### GIVEN PROBLEM
Reproduce the records word for word, starting at the first line and ending at the line that contains "540;0;640;156", with both of those lines included.

## BEGIN RECORDS FOR THIS EXERCISE

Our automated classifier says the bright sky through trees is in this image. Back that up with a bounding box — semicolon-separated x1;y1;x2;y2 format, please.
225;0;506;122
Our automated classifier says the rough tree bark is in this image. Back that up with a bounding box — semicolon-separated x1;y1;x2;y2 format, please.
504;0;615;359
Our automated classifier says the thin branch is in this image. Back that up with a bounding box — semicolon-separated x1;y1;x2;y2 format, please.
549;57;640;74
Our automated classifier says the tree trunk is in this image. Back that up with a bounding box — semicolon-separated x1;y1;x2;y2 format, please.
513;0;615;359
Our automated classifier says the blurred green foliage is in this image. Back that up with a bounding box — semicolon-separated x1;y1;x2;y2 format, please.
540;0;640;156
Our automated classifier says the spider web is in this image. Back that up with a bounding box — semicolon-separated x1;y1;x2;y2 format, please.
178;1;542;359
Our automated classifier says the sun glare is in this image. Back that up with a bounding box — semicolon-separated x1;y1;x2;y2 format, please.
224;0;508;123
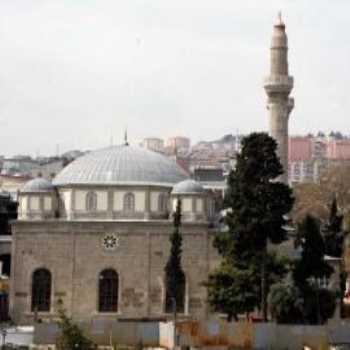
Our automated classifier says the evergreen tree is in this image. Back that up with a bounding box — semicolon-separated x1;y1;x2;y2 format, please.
294;215;335;324
56;301;97;350
209;133;293;319
269;275;304;324
294;215;333;287
206;259;259;322
165;199;186;312
323;197;344;258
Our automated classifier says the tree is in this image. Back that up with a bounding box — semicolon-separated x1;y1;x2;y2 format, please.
291;162;350;223
323;197;344;258
206;260;259;322
209;133;293;319
294;215;335;324
165;199;186;312
56;301;96;350
294;215;333;286
269;276;304;324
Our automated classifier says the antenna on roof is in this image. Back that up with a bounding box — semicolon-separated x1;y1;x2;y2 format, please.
124;128;129;146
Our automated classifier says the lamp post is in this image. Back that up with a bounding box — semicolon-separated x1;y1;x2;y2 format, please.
1;328;7;349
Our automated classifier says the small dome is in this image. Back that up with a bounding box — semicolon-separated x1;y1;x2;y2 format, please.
53;145;188;187
21;177;54;193
171;180;204;194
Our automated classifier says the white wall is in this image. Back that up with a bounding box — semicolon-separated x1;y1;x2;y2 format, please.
74;190;87;211
96;191;108;211
196;198;203;213
151;191;161;212
29;196;40;210
133;191;146;212
182;198;192;212
44;196;52;211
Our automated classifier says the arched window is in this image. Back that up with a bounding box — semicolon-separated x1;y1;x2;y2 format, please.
165;280;186;314
158;193;168;213
86;192;97;211
32;269;51;311
123;192;135;213
98;269;119;312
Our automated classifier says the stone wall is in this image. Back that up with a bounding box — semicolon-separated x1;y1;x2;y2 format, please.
10;221;218;324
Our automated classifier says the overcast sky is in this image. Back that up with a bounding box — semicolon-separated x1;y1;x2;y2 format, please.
0;0;350;155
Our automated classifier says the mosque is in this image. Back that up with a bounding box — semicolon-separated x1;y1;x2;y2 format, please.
10;15;293;324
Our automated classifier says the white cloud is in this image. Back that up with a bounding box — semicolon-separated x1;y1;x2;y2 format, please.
0;0;350;154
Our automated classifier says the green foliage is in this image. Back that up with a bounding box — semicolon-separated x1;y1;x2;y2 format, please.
206;260;259;321
56;302;96;350
303;284;336;324
208;133;293;317
269;277;304;324
323;197;344;258
165;200;186;312
215;133;293;258
269;278;336;324
294;215;333;286
269;215;336;324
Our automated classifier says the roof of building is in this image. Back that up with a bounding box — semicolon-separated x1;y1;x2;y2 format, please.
172;179;204;194
194;167;225;182
21;177;54;193
53;144;188;186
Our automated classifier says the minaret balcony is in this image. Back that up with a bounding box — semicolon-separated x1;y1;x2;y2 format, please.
264;75;294;93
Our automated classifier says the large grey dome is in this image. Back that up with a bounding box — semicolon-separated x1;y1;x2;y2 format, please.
53;145;188;186
20;177;54;193
171;179;204;194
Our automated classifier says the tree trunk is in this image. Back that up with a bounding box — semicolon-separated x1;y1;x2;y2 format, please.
261;244;267;322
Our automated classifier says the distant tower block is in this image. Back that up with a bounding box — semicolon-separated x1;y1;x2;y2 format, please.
264;14;294;183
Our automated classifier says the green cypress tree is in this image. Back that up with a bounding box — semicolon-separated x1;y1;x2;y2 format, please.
323;197;344;258
209;133;293;320
165;199;186;312
294;215;333;287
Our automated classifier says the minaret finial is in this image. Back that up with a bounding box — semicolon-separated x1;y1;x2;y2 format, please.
124;128;129;146
277;11;284;26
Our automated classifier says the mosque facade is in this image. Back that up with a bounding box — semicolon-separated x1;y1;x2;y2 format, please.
10;17;292;324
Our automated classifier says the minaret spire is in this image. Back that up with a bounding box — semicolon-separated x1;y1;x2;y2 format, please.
264;12;294;183
124;128;129;146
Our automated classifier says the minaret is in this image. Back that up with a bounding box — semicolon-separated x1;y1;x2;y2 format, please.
264;13;294;183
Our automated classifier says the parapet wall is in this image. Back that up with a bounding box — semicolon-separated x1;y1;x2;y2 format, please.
34;320;350;350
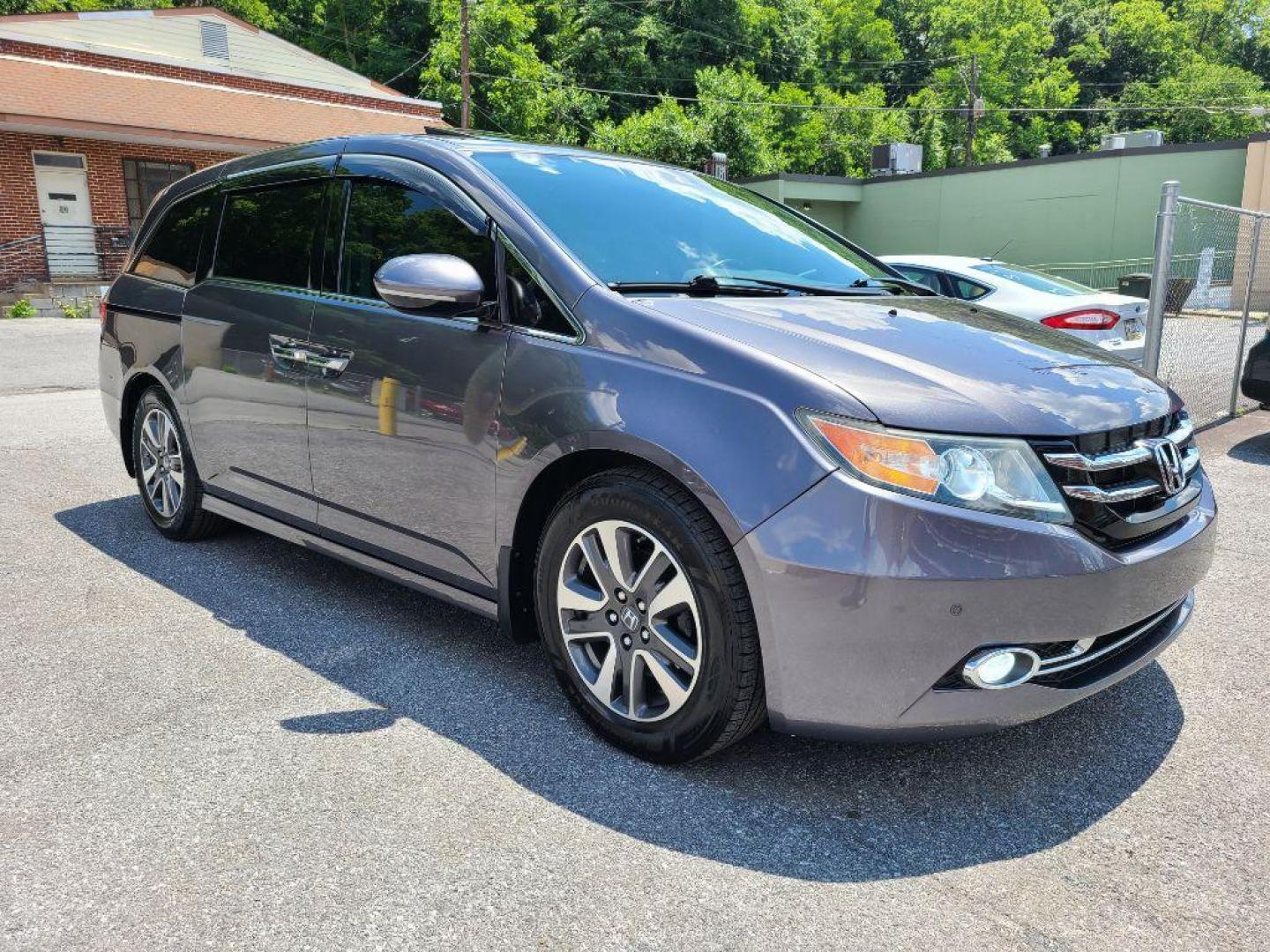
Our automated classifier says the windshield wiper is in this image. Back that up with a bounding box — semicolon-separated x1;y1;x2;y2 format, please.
851;277;940;297
609;274;786;297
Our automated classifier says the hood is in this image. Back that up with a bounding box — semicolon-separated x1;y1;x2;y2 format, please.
639;297;1174;436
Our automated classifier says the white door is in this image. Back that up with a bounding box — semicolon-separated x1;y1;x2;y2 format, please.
33;152;98;278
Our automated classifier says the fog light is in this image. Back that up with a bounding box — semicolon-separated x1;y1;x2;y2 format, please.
961;647;1040;690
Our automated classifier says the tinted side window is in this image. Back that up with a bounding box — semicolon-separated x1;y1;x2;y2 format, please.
339;179;494;298
213;182;326;288
949;274;990;301
503;249;578;338
132;193;214;288
892;264;944;294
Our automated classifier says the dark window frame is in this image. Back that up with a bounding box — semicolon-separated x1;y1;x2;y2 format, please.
119;155;194;234
126;188;222;291
494;225;586;344
203;179;332;292
321;174;495;318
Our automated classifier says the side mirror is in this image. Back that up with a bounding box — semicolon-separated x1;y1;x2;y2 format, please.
507;275;542;328
375;255;485;309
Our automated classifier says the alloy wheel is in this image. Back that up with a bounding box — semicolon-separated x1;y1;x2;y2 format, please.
557;519;704;722
141;407;185;519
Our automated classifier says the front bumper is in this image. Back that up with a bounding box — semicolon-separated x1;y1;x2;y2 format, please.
736;467;1217;740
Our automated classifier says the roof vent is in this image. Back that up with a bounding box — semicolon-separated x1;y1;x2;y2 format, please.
198;20;230;60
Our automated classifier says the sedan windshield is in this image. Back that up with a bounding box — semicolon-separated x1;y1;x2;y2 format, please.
473;148;886;288
973;262;1099;297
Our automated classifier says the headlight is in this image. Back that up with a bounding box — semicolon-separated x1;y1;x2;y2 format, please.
799;410;1072;523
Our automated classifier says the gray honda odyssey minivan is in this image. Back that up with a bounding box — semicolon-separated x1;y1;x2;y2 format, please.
101;135;1217;762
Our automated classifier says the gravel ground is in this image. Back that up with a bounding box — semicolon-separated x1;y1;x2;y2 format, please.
0;315;101;395
0;321;1270;952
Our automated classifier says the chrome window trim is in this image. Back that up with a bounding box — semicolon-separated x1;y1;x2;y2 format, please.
308;288;482;328
332;152;493;234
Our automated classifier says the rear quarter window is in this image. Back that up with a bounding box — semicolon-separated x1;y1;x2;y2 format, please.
132;193;214;288
212;180;326;288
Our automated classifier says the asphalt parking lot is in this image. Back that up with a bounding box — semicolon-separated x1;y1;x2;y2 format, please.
0;320;1270;952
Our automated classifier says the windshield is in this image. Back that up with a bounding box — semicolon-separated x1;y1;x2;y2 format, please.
973;263;1097;297
473;150;886;288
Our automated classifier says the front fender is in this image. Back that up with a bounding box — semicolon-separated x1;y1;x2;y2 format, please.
497;335;832;546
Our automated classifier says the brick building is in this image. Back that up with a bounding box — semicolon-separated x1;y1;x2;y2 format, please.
0;8;442;292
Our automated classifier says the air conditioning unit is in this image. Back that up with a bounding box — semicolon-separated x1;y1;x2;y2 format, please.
869;142;922;178
1099;130;1164;152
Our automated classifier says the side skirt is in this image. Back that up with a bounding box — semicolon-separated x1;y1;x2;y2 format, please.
202;494;497;621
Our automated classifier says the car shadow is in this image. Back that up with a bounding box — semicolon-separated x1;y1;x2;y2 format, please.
1226;433;1270;465
56;497;1183;882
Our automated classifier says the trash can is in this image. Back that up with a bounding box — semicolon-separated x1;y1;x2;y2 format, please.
1117;274;1195;314
1117;274;1151;297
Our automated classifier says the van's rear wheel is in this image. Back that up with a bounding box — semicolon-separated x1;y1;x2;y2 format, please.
132;387;225;540
536;468;766;762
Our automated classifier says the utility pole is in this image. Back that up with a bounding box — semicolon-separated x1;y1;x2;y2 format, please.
459;0;473;130
965;55;979;169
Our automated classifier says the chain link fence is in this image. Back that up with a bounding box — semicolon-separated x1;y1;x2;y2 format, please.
1143;182;1270;427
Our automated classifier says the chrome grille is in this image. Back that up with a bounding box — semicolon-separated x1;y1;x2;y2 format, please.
1033;412;1200;548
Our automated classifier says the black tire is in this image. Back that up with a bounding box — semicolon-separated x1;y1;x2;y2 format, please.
132;387;228;542
534;467;767;762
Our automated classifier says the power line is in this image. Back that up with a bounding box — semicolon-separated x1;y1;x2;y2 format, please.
471;70;1270;113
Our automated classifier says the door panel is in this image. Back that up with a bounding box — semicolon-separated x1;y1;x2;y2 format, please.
183;279;318;522
309;301;507;586
183;161;332;523
309;167;507;594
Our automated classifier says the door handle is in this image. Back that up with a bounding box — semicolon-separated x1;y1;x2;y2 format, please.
269;334;309;364
305;350;353;377
305;340;353;377
269;334;353;377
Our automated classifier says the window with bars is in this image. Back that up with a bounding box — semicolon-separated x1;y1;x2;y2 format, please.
123;159;194;234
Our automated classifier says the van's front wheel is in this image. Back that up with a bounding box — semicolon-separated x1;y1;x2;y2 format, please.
132;387;225;540
536;468;765;762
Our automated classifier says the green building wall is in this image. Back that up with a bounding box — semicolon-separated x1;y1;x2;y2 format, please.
747;142;1247;264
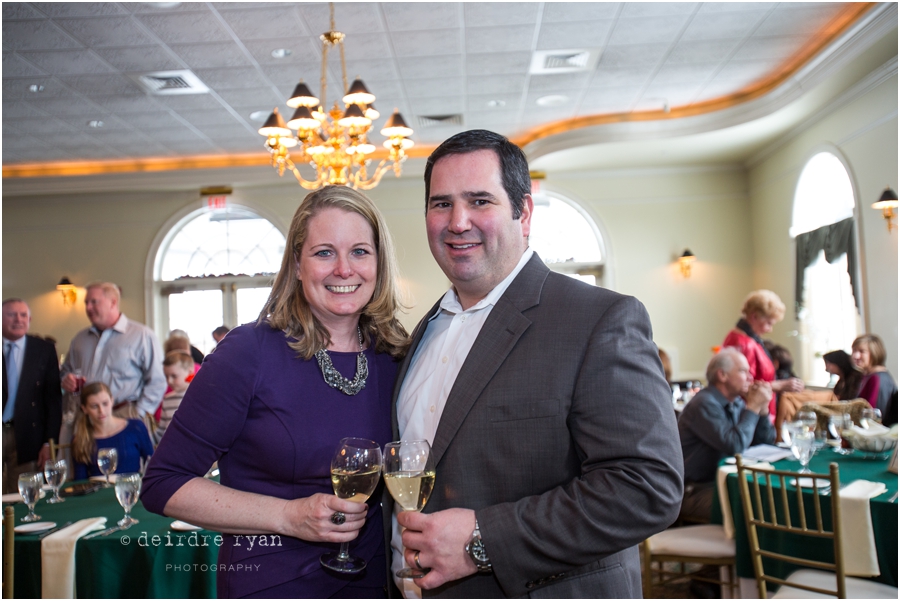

## END RECORDS FOR THIS EXERCISE

### EXPECTED OUTPUT
Our automated classifier says the bright sky through trees is in this image. Back that up with a bounding box — semicolon-separated x1;y1;x2;y2 format, please.
225;0;506;122
Our automated classifier says the rough tree bark is in this image. Back that up with a bounding box — semicolon-separated x1;y1;x2;y2 format, please.
504;0;615;359
Our automated classifier says the thin branch is in this image. Back that up with a bounding box — semicolon-separated x1;y1;x2;y2 format, please.
549;57;640;74
Our automated classifier says the tree trunk is in this image. Back that up with a bounding box — semicolon-separated x1;y1;x2;y2 format, please.
513;0;615;359
Our automated classifier says the blurred green foliage is in this image. Back that up with a bounding box — semicolon-separated x1;y1;x2;y2 format, please.
540;0;640;156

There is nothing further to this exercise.